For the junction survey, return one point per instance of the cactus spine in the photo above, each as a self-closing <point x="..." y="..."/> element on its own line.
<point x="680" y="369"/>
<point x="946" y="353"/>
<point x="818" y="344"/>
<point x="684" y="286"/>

• **Brief**
Arrange the records above as a Markdown table with the columns "No." and "Line," numbering each line in order and leaving out blank lines.

• **Completed exercise**
| No. | Line |
|---|---|
| 1 | For the junction survey, return one point per instance of the cactus spine in the photo above, each as a self-closing <point x="..." y="..."/> element on its own line. |
| 2 | <point x="680" y="369"/> |
| 3 | <point x="946" y="353"/> |
| 4 | <point x="818" y="344"/> |
| 5 | <point x="684" y="286"/> |